TASK DIRECTIONS » Would you output, exactly as written, the line with "If you could mark the dark" and all lines after it to the end of the data below, and no others?

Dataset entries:
+-------+
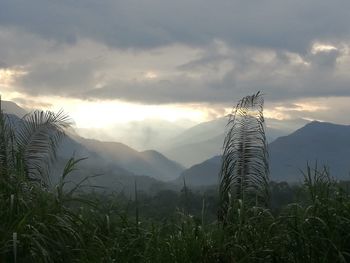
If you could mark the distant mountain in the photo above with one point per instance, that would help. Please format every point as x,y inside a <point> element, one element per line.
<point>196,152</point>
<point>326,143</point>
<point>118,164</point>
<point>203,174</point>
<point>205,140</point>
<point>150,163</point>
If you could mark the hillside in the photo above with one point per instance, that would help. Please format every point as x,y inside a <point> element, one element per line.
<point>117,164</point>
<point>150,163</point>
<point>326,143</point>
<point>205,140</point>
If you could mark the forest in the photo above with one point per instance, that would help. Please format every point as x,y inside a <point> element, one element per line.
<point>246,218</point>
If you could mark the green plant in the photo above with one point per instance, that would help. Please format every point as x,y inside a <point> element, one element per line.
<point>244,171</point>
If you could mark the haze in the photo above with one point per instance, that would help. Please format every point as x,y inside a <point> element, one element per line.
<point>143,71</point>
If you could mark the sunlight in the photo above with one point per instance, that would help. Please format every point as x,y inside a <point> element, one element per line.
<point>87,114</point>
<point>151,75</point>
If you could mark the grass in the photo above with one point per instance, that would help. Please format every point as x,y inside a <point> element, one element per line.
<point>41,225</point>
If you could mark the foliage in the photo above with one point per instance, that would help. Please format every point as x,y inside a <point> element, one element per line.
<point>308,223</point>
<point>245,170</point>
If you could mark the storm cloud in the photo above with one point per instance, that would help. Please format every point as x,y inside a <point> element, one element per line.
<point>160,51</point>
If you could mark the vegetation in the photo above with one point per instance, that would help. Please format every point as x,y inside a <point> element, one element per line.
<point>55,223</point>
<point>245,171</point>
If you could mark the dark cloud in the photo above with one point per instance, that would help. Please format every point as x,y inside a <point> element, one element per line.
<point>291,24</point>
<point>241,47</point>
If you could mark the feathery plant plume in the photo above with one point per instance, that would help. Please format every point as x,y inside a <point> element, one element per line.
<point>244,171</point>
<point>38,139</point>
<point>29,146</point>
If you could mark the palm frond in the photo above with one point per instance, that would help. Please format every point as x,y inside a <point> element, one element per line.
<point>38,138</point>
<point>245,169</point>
+-------+
OUTPUT FOR THIS EXERCISE »
If you could mark the dark cloud in the photo above with one point per instance, that would help. Please format every point as x,y inside a <point> element, one element per line.
<point>291,24</point>
<point>241,47</point>
If you could mark the feathery plant plume in the photo above with one point per instance, that would help. Please format every point as x,y inside a <point> element, one element per line.
<point>244,171</point>
<point>38,139</point>
<point>29,146</point>
If you could mark the palm frond in the photo above with one point per instance, that would help. Please format every point as x,y inside a <point> element, one element per line.
<point>38,138</point>
<point>245,169</point>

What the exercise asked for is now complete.